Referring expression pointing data
++++++++++

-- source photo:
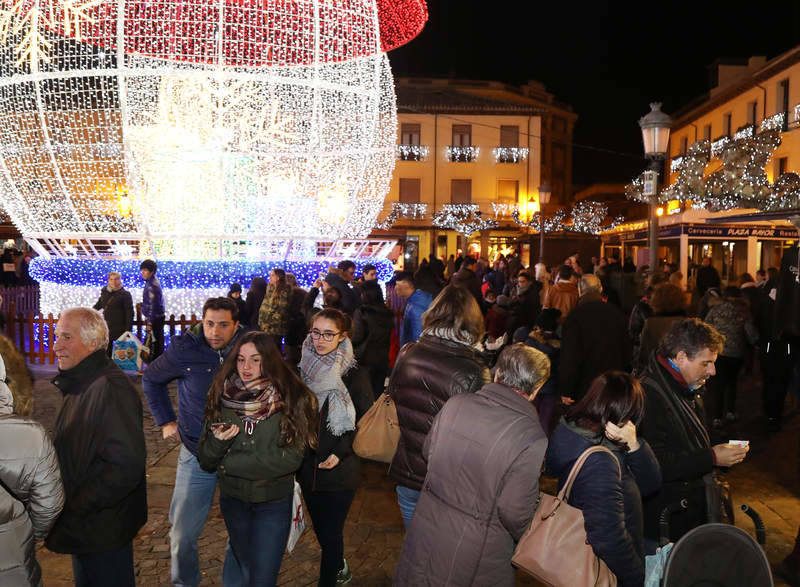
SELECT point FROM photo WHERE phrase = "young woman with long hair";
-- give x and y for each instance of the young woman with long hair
(273, 316)
(260, 419)
(331, 473)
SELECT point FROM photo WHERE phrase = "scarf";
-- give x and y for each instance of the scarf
(323, 375)
(252, 402)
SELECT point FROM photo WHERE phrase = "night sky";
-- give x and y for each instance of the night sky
(606, 60)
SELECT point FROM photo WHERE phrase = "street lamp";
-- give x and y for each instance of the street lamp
(655, 136)
(544, 198)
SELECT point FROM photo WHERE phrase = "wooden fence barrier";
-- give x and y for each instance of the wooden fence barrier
(34, 334)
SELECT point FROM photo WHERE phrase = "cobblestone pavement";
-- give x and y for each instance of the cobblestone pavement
(768, 481)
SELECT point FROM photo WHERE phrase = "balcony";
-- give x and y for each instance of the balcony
(775, 122)
(412, 152)
(510, 154)
(462, 154)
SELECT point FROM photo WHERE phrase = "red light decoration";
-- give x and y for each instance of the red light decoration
(255, 32)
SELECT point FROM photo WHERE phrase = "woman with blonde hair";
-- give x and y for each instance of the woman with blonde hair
(442, 363)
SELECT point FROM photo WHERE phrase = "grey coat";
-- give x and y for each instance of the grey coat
(31, 494)
(485, 453)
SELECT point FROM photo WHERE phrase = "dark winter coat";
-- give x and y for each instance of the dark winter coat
(255, 295)
(99, 441)
(117, 307)
(525, 308)
(673, 426)
(484, 453)
(152, 299)
(251, 468)
(427, 373)
(594, 339)
(347, 474)
(468, 279)
(372, 333)
(191, 361)
(611, 505)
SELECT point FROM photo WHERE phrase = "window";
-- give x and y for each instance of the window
(409, 134)
(752, 112)
(509, 136)
(781, 166)
(507, 191)
(461, 191)
(462, 135)
(782, 96)
(409, 190)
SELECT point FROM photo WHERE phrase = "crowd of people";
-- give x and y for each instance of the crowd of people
(497, 372)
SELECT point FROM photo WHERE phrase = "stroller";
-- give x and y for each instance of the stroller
(716, 555)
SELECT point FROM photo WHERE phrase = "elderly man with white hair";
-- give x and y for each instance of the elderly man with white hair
(484, 455)
(100, 446)
(594, 339)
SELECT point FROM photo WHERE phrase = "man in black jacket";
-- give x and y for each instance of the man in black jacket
(100, 446)
(674, 426)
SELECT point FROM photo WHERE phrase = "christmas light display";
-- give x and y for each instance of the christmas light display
(510, 154)
(190, 130)
(400, 210)
(76, 282)
(463, 218)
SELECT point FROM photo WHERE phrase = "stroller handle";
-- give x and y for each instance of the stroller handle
(761, 532)
(663, 519)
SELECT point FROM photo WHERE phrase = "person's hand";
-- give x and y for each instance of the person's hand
(169, 430)
(222, 433)
(728, 455)
(625, 434)
(329, 463)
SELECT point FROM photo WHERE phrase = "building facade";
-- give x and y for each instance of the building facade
(486, 144)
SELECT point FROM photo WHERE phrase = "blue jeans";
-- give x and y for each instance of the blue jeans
(191, 501)
(407, 498)
(258, 533)
(114, 567)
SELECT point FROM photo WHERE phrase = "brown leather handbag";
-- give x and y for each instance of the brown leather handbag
(554, 548)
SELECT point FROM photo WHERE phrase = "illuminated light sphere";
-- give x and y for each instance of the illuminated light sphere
(196, 130)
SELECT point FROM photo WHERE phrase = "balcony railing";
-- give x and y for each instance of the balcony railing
(510, 154)
(412, 152)
(462, 154)
(775, 122)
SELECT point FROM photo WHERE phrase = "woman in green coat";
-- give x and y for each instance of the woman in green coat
(260, 418)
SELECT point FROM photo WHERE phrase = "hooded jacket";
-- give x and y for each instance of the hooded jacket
(99, 441)
(484, 454)
(191, 361)
(31, 492)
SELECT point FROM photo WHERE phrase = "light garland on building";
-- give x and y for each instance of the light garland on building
(68, 283)
(412, 152)
(510, 154)
(401, 210)
(463, 218)
(266, 128)
(462, 154)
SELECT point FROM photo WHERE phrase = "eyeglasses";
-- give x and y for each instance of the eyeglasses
(327, 336)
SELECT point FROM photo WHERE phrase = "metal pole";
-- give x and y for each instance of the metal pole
(541, 234)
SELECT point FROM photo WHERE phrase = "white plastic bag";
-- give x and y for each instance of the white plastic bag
(125, 352)
(298, 518)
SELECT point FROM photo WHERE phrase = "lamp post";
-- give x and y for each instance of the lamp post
(655, 136)
(544, 198)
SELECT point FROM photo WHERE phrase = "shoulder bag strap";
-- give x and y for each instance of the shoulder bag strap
(563, 495)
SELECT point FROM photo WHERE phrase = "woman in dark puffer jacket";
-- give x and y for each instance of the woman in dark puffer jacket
(609, 489)
(443, 362)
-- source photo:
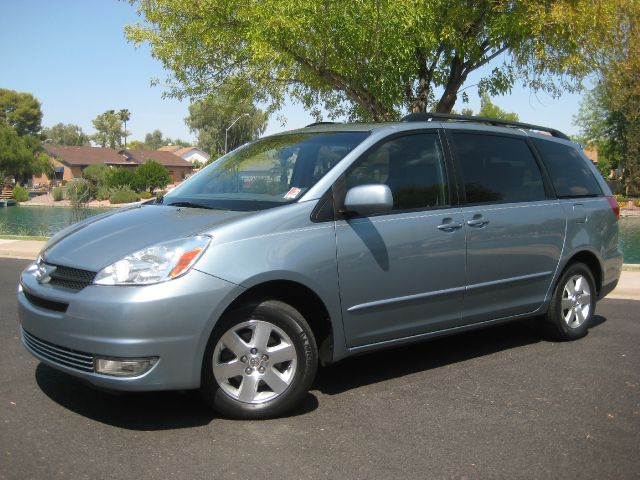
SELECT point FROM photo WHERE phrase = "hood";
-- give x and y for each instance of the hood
(102, 240)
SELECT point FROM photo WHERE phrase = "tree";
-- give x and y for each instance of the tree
(21, 111)
(376, 59)
(491, 110)
(609, 115)
(109, 130)
(210, 117)
(152, 175)
(16, 155)
(125, 116)
(65, 134)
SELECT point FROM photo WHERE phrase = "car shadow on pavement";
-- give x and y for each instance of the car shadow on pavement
(148, 411)
(387, 364)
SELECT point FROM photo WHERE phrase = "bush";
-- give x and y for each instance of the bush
(20, 194)
(80, 192)
(103, 193)
(152, 175)
(58, 194)
(123, 196)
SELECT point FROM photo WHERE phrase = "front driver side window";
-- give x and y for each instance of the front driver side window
(413, 168)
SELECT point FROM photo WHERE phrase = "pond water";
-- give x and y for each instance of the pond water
(46, 221)
(41, 221)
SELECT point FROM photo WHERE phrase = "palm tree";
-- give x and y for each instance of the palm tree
(125, 116)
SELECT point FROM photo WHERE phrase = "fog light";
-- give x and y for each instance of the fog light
(125, 367)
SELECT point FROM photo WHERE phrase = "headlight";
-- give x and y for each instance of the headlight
(159, 263)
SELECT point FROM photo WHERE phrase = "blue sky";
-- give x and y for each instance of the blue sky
(73, 56)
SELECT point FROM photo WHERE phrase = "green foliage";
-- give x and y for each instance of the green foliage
(109, 130)
(211, 116)
(20, 194)
(16, 153)
(103, 192)
(373, 59)
(65, 134)
(20, 111)
(609, 115)
(120, 177)
(152, 175)
(123, 196)
(98, 174)
(489, 109)
(57, 193)
(80, 192)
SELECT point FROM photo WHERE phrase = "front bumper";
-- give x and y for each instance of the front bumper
(171, 321)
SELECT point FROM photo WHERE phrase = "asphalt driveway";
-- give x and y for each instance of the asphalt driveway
(498, 403)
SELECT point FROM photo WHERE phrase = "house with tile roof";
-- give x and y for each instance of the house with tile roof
(190, 154)
(69, 162)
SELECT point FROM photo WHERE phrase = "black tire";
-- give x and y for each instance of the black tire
(289, 328)
(566, 318)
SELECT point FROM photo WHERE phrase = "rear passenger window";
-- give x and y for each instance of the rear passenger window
(570, 174)
(412, 167)
(497, 169)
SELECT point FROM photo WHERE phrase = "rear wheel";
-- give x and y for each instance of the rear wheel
(260, 361)
(573, 304)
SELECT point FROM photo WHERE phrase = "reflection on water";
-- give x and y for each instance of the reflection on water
(41, 221)
(46, 221)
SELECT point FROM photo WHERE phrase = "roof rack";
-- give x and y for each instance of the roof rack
(426, 117)
(319, 123)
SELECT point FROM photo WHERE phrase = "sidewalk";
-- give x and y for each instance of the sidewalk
(628, 288)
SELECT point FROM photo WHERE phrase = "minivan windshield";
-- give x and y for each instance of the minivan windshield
(266, 173)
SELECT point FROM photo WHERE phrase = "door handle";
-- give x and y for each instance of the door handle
(449, 227)
(477, 222)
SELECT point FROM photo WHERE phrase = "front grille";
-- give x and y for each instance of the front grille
(45, 303)
(72, 278)
(61, 355)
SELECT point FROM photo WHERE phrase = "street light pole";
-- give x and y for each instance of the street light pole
(226, 132)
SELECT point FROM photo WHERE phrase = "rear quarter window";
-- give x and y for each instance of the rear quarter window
(569, 172)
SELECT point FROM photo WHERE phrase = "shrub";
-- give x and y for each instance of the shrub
(123, 196)
(80, 192)
(20, 194)
(152, 175)
(58, 194)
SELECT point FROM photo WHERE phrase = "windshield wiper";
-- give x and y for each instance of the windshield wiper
(188, 205)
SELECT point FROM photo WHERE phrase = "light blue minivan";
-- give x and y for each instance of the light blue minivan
(332, 240)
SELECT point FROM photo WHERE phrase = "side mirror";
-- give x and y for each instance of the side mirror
(368, 199)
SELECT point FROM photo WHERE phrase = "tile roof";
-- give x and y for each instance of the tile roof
(170, 148)
(165, 158)
(82, 156)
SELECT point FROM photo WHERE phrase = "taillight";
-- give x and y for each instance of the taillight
(613, 203)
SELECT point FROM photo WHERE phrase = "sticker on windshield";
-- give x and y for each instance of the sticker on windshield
(292, 193)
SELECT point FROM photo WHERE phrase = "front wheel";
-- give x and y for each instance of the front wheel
(573, 304)
(260, 361)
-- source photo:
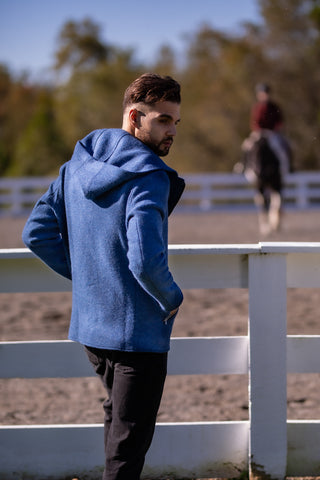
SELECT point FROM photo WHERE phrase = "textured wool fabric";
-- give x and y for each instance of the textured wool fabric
(104, 224)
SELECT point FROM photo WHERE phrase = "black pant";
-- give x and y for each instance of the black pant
(134, 382)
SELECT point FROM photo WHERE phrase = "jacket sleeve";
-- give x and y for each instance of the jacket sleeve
(147, 224)
(45, 232)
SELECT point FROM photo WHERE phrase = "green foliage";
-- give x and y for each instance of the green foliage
(218, 72)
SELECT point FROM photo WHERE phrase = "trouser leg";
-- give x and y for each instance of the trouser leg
(134, 382)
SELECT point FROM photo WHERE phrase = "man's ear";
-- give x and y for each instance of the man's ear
(134, 117)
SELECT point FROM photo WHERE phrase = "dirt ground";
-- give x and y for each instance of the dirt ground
(203, 313)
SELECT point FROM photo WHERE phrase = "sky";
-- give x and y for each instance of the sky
(29, 28)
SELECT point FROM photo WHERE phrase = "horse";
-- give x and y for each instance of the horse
(262, 167)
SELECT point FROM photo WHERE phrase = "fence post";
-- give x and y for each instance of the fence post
(267, 354)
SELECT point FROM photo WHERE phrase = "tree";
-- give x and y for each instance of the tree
(40, 149)
(80, 46)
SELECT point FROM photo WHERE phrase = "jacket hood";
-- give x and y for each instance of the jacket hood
(107, 158)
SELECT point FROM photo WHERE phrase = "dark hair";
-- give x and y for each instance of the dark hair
(151, 88)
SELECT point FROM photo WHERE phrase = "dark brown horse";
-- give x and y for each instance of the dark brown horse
(262, 168)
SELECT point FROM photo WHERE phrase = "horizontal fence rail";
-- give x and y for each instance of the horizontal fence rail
(268, 445)
(204, 192)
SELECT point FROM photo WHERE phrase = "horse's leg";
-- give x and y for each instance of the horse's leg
(261, 201)
(275, 209)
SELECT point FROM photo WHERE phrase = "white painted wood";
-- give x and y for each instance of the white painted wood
(303, 354)
(267, 390)
(267, 269)
(188, 356)
(77, 450)
(210, 355)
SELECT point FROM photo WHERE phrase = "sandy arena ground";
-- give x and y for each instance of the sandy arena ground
(204, 313)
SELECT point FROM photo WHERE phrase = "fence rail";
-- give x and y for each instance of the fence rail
(267, 445)
(204, 192)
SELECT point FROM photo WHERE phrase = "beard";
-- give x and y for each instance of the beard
(162, 148)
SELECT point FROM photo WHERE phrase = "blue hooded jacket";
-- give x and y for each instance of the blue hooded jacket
(104, 224)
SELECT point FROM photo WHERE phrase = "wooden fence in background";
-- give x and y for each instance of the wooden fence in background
(268, 445)
(204, 192)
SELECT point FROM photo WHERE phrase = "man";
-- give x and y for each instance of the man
(267, 121)
(104, 224)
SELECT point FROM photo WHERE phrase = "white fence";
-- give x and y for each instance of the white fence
(204, 192)
(268, 445)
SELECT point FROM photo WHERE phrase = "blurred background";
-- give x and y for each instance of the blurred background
(65, 65)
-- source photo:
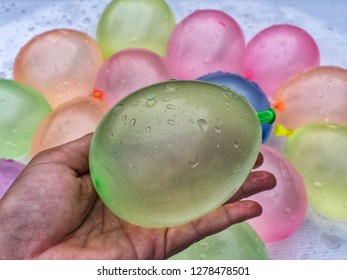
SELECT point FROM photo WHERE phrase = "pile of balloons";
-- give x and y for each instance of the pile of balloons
(161, 146)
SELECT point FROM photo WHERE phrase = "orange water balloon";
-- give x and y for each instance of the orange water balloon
(61, 64)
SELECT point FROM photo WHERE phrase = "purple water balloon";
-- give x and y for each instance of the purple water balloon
(276, 53)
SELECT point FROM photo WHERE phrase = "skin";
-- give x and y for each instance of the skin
(52, 211)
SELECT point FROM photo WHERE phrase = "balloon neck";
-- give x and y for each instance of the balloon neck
(98, 94)
(267, 116)
(280, 130)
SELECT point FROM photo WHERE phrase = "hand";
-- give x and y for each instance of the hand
(52, 211)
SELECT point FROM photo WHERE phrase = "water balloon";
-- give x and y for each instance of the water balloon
(61, 64)
(205, 41)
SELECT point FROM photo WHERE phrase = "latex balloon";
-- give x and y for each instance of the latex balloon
(246, 88)
(9, 170)
(284, 206)
(319, 152)
(277, 53)
(68, 122)
(127, 24)
(238, 242)
(173, 151)
(127, 71)
(61, 64)
(205, 41)
(22, 110)
(318, 94)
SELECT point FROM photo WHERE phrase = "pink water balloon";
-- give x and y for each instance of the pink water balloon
(61, 64)
(316, 95)
(284, 207)
(276, 53)
(127, 71)
(203, 42)
(9, 170)
(67, 122)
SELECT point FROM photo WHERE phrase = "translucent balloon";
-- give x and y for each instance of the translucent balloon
(206, 41)
(246, 88)
(127, 71)
(22, 109)
(318, 94)
(319, 153)
(9, 170)
(127, 24)
(61, 64)
(285, 206)
(238, 242)
(276, 53)
(173, 151)
(68, 122)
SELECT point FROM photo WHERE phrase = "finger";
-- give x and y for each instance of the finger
(259, 161)
(228, 214)
(74, 154)
(257, 181)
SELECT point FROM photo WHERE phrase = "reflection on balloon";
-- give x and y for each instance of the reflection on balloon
(206, 41)
(68, 122)
(135, 24)
(22, 109)
(319, 152)
(276, 53)
(238, 242)
(318, 94)
(173, 151)
(246, 88)
(285, 206)
(128, 71)
(9, 170)
(61, 64)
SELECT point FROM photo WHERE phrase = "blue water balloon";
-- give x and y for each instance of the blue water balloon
(250, 90)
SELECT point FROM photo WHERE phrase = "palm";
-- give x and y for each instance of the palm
(52, 211)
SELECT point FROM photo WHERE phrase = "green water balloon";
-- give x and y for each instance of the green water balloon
(238, 242)
(173, 151)
(125, 24)
(319, 153)
(22, 109)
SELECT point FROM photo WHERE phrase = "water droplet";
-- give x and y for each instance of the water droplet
(136, 103)
(166, 99)
(151, 103)
(171, 88)
(331, 241)
(236, 144)
(318, 184)
(132, 122)
(171, 122)
(195, 162)
(202, 125)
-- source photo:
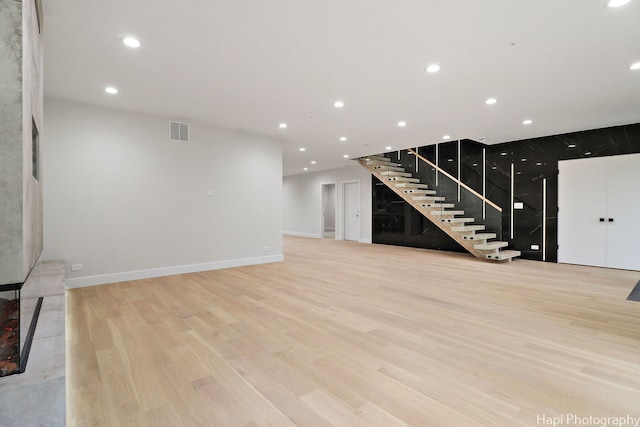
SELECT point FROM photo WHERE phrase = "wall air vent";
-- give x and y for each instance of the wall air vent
(179, 131)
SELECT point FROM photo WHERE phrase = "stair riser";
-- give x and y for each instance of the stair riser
(389, 168)
(466, 228)
(476, 237)
(457, 220)
(403, 179)
(395, 173)
(491, 246)
(462, 230)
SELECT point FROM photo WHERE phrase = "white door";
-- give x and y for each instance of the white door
(598, 203)
(623, 212)
(582, 203)
(351, 196)
(328, 210)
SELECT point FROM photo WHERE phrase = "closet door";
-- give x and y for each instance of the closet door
(582, 214)
(623, 211)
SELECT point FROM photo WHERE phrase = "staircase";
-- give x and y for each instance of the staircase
(433, 207)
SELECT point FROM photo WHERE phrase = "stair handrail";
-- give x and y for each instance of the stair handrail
(462, 184)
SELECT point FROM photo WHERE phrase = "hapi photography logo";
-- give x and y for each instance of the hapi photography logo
(590, 420)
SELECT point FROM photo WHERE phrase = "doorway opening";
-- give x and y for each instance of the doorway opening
(328, 226)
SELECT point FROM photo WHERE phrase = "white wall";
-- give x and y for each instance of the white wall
(125, 202)
(302, 201)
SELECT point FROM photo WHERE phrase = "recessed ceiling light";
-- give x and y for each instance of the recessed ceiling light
(433, 68)
(617, 3)
(131, 42)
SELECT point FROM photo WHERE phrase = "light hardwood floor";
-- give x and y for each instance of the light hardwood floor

++++++++++

» **ASSIGNMENT**: Every line of the entries that includes "hardwood" must be copied into the answer.

» **RESPONSE**:
SELECT point FROM photo WHERE phrase = "light hardwood floor";
-- give x and y for each instance of the light hardwood floor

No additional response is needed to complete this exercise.